> _Available data_

——

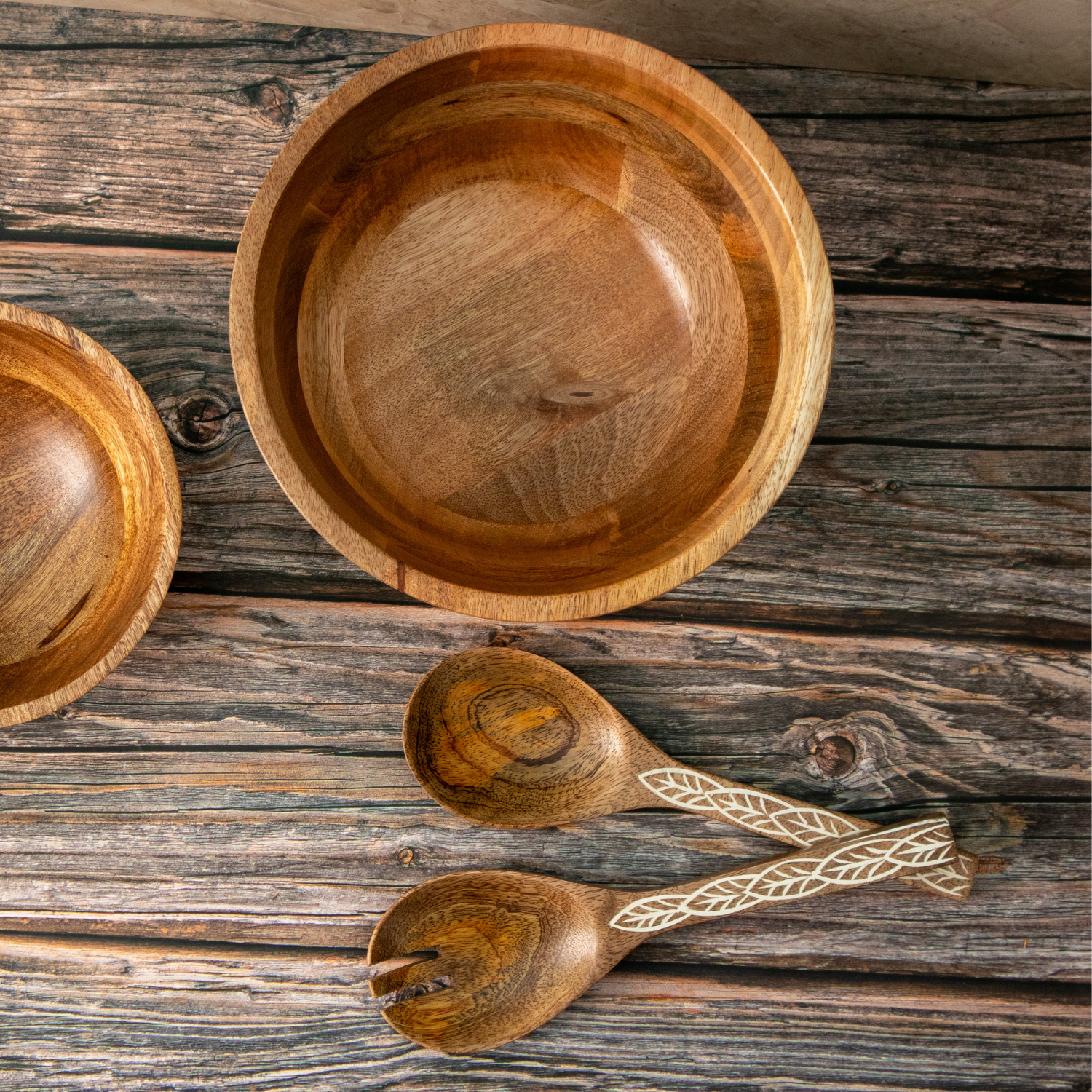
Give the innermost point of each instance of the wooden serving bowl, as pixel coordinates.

——

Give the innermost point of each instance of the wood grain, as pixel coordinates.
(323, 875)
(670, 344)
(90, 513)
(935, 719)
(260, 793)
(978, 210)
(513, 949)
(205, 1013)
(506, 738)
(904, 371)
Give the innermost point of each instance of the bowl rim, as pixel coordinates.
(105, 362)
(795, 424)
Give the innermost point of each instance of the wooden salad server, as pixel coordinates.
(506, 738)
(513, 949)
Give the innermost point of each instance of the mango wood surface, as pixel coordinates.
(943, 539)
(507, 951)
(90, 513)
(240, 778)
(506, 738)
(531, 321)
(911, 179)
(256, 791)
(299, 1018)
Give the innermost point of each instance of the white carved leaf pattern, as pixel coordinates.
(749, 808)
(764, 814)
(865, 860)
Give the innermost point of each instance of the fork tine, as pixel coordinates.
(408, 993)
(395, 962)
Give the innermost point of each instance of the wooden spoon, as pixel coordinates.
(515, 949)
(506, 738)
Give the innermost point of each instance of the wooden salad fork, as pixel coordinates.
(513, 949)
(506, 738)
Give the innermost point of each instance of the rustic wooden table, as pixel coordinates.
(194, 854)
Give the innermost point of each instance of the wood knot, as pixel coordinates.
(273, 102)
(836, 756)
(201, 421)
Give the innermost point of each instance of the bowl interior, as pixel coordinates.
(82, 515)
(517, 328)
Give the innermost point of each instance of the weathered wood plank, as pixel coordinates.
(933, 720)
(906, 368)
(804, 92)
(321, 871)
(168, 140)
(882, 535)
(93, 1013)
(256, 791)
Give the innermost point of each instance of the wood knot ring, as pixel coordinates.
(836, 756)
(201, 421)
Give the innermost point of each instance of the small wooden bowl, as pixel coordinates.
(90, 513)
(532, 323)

——

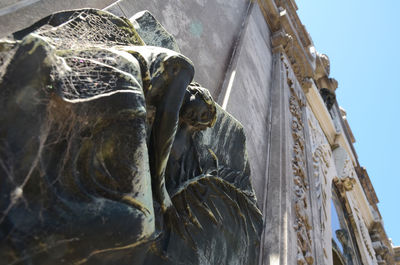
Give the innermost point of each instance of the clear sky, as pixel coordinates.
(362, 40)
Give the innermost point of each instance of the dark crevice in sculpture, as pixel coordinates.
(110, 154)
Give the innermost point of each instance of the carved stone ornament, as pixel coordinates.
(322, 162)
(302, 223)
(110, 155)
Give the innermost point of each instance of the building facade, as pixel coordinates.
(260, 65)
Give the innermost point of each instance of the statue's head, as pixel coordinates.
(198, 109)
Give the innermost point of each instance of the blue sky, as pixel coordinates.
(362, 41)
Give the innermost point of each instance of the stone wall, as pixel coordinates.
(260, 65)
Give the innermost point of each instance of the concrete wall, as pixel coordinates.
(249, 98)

——

> _Directive_
Which rows above contain the word "wall"? Copy each one in full.

> _Result below_
Give the innermost point of each instance of the stone wall, as pixel coordinates.
Give the innermost point of each instance of the concrete wall, as pixel coordinates.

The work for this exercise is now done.